··· Exercise data

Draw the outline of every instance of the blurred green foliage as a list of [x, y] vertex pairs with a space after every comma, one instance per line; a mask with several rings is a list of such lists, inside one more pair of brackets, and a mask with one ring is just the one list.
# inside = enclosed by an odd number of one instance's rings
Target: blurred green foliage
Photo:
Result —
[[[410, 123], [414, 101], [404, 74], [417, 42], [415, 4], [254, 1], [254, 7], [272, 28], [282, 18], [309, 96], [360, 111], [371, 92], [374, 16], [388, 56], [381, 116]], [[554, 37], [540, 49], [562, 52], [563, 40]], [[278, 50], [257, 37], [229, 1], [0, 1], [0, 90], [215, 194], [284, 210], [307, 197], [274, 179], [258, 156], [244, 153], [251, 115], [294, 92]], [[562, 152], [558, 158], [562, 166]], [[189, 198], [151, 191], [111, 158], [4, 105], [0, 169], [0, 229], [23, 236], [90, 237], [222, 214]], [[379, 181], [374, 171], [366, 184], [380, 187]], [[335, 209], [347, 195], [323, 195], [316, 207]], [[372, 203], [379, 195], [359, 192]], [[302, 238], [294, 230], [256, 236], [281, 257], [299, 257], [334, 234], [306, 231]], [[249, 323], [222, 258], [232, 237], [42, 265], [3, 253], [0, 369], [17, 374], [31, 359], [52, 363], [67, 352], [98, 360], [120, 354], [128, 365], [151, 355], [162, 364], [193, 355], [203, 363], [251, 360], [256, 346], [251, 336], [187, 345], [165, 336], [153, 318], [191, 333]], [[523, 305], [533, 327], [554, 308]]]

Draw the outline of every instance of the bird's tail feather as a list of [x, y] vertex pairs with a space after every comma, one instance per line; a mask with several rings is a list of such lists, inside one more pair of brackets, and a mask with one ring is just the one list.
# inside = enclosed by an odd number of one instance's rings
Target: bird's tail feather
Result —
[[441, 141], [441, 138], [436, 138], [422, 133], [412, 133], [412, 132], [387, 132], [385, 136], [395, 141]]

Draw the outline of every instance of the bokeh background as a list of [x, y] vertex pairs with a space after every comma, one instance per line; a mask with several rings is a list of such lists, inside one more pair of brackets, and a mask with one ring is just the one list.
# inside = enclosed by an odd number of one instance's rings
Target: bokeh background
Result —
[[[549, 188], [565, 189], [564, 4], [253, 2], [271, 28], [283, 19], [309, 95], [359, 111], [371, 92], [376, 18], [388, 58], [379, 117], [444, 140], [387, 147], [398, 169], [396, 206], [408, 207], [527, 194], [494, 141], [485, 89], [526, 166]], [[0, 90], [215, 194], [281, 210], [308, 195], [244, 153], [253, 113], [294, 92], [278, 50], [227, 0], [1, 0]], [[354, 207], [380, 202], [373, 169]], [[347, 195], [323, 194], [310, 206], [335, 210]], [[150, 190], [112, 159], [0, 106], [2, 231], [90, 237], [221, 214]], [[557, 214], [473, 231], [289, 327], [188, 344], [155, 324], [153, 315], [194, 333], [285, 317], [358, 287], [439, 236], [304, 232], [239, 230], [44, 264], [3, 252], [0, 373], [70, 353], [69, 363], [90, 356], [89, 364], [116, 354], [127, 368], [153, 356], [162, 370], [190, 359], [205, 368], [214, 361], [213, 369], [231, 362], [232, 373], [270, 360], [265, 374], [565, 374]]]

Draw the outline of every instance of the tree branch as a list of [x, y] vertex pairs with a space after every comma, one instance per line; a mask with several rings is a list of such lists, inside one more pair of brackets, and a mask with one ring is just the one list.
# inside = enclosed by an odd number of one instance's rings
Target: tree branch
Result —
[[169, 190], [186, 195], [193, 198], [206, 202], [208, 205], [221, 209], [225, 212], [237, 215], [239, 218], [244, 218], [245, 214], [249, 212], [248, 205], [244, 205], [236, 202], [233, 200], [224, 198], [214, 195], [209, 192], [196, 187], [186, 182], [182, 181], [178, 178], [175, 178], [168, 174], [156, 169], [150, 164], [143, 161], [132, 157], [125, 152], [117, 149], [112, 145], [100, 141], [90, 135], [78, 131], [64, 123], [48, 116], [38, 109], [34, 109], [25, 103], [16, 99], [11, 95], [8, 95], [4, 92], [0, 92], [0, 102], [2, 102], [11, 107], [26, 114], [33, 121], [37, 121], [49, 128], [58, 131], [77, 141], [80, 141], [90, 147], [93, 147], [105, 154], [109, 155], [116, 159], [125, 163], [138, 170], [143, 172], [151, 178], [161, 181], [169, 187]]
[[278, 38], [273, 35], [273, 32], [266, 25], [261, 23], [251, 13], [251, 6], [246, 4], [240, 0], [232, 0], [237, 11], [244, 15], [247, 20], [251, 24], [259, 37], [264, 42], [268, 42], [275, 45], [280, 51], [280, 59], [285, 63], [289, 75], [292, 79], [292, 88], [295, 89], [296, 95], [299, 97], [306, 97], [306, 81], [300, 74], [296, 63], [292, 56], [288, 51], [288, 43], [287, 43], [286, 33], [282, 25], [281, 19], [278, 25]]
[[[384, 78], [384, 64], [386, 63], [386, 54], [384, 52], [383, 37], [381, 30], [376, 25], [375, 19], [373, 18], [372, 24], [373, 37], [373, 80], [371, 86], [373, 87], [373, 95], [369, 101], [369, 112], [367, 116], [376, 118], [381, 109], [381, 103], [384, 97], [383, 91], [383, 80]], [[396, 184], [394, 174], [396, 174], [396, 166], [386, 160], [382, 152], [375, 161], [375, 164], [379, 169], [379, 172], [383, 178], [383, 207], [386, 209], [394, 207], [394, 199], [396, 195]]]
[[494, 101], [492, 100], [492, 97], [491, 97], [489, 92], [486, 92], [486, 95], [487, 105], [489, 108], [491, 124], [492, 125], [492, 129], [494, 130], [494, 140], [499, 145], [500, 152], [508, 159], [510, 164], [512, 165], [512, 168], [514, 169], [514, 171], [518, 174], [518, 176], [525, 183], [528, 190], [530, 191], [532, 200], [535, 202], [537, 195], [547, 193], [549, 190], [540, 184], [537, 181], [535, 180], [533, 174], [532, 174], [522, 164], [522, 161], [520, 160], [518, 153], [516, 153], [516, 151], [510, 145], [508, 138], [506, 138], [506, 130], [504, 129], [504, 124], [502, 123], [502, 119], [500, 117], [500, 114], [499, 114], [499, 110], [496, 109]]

······

Can you output all the items above as a two-column CSV with the header instruction,result, with one row per item holding its text and its answer? Put each in a single quoted field, with line breaks replaced by spaces.

Complete answer
instruction,result
"Draw the outline of every instance of the blurred green foliage as a list of [x, y] vertex pairs with a space after every comma, one instance per line; a mask with several rings is a list of such lists, inside one more pair of brackets, and a mask with one ring is just the one list. # inside = enclosed by an odd number of one instance's rings Target: blurred green foliage Photo: Result —","[[[410, 123], [414, 101], [404, 74], [417, 42], [415, 4], [254, 1], [254, 7], [272, 28], [282, 18], [309, 96], [360, 111], [371, 92], [374, 16], [388, 56], [381, 116]], [[554, 37], [540, 49], [562, 52], [563, 40]], [[278, 50], [257, 37], [229, 1], [0, 1], [0, 90], [215, 194], [284, 210], [307, 197], [274, 179], [258, 156], [244, 153], [251, 115], [294, 92]], [[562, 152], [558, 158], [562, 166]], [[189, 198], [151, 191], [111, 158], [4, 105], [0, 169], [0, 229], [23, 236], [90, 237], [222, 214]], [[379, 181], [374, 171], [366, 184], [380, 187]], [[335, 209], [347, 195], [323, 195], [316, 207]], [[372, 203], [379, 195], [359, 192]], [[302, 238], [294, 230], [256, 236], [281, 257], [299, 257], [334, 234], [306, 231]], [[249, 323], [222, 258], [232, 237], [42, 265], [3, 253], [0, 369], [17, 374], [31, 359], [52, 363], [67, 352], [98, 360], [120, 354], [128, 365], [151, 355], [162, 364], [193, 355], [203, 363], [251, 360], [256, 346], [251, 336], [187, 345], [165, 336], [153, 318], [191, 333]], [[523, 305], [533, 327], [554, 308]]]"
"Draw the outline of every instance of the bird's tail feather as a list of [x, y] vertex pairs with a space after every comma, one instance per line; a mask with several rings is a list of such lists, inside one more pair of brackets, and a mask with one ring is just the one list. # inside = enclosed by an odd number of one instance's rings Target: bird's tail feather Result —","[[441, 141], [441, 138], [436, 138], [422, 133], [412, 133], [412, 132], [387, 132], [385, 136], [395, 141]]"
"Draw the outline of every instance of the bokeh background as a list of [x, y] vertex pairs with a space after every comma, one instance per line; a mask with several rings is a list of such lists, inside one more pair of brackets, and a mask with one ring is just the one list. # inside = enclosed by an odd number of one instance's rings Target: bokeh background Result —","[[[549, 188], [565, 189], [564, 4], [253, 2], [271, 28], [283, 19], [309, 95], [359, 111], [371, 92], [376, 18], [388, 58], [379, 117], [444, 140], [387, 147], [398, 169], [396, 206], [408, 207], [527, 194], [494, 141], [485, 89], [526, 166]], [[0, 90], [215, 194], [281, 210], [308, 195], [244, 153], [253, 113], [294, 92], [278, 50], [227, 0], [1, 0]], [[354, 207], [380, 202], [373, 169]], [[347, 195], [323, 194], [310, 206], [335, 210]], [[150, 190], [112, 159], [0, 106], [2, 231], [90, 237], [221, 214]], [[557, 214], [473, 231], [289, 327], [188, 344], [155, 324], [153, 315], [194, 333], [285, 317], [358, 287], [439, 236], [304, 232], [239, 230], [44, 264], [3, 252], [0, 373], [70, 353], [69, 363], [90, 356], [89, 364], [116, 354], [127, 368], [153, 356], [162, 370], [190, 359], [205, 368], [214, 361], [213, 369], [231, 362], [232, 373], [270, 360], [265, 374], [565, 374]]]"
"Draw the outline of every instance of the tree branch as a list of [x, y] vertex pairs with a space after every comma, one instance per line; a mask with several rings is a list of such lists, inside one more pair of brackets, and a mask with one ring is just the one list. # inside = enclosed by an odd number of one instance's rings Target: tree branch Result —","[[169, 190], [186, 195], [193, 198], [206, 202], [208, 205], [221, 209], [225, 212], [237, 215], [239, 218], [244, 218], [245, 214], [249, 212], [248, 205], [244, 205], [236, 202], [233, 200], [224, 198], [214, 195], [209, 192], [196, 187], [186, 182], [182, 181], [178, 178], [175, 178], [168, 174], [156, 169], [150, 164], [143, 161], [132, 157], [125, 152], [117, 149], [112, 145], [100, 141], [90, 135], [78, 131], [64, 123], [48, 116], [38, 109], [34, 109], [25, 103], [16, 99], [11, 95], [8, 95], [4, 92], [0, 92], [0, 102], [2, 102], [11, 107], [26, 114], [33, 121], [37, 121], [49, 128], [58, 131], [77, 141], [80, 141], [90, 147], [93, 147], [105, 154], [109, 155], [116, 159], [125, 163], [138, 170], [143, 172], [151, 178], [161, 181], [169, 187]] [[278, 38], [273, 35], [273, 32], [266, 25], [261, 23], [251, 13], [251, 6], [246, 4], [240, 0], [232, 0], [237, 11], [244, 15], [247, 20], [251, 24], [259, 37], [264, 42], [268, 42], [275, 45], [280, 51], [280, 59], [285, 63], [289, 75], [292, 79], [292, 88], [295, 89], [296, 95], [299, 97], [306, 97], [306, 81], [300, 74], [296, 63], [292, 56], [288, 51], [288, 43], [287, 43], [286, 33], [282, 25], [281, 19], [278, 25]] [[[384, 78], [384, 64], [386, 63], [386, 54], [384, 52], [383, 37], [381, 30], [376, 25], [375, 19], [373, 18], [372, 24], [373, 37], [373, 80], [371, 86], [373, 87], [373, 95], [369, 101], [369, 112], [367, 116], [376, 118], [381, 109], [381, 103], [384, 97], [383, 91], [383, 80]], [[396, 184], [394, 174], [396, 174], [396, 166], [386, 160], [382, 152], [375, 161], [375, 164], [379, 169], [379, 172], [383, 178], [383, 207], [386, 209], [394, 207], [394, 199], [396, 195]]] [[494, 101], [492, 100], [492, 97], [491, 97], [489, 92], [486, 92], [486, 95], [487, 105], [489, 108], [491, 124], [492, 125], [492, 129], [494, 130], [494, 140], [499, 145], [500, 152], [508, 159], [510, 164], [512, 165], [512, 168], [514, 169], [514, 171], [518, 174], [518, 176], [525, 183], [528, 190], [530, 191], [532, 200], [535, 202], [537, 195], [547, 193], [549, 190], [540, 184], [537, 181], [535, 180], [533, 174], [532, 174], [522, 164], [522, 161], [520, 160], [518, 153], [516, 153], [516, 151], [510, 145], [508, 138], [506, 138], [506, 130], [504, 129], [504, 124], [502, 123], [502, 119], [500, 117], [500, 114], [499, 114], [499, 110], [496, 109]]"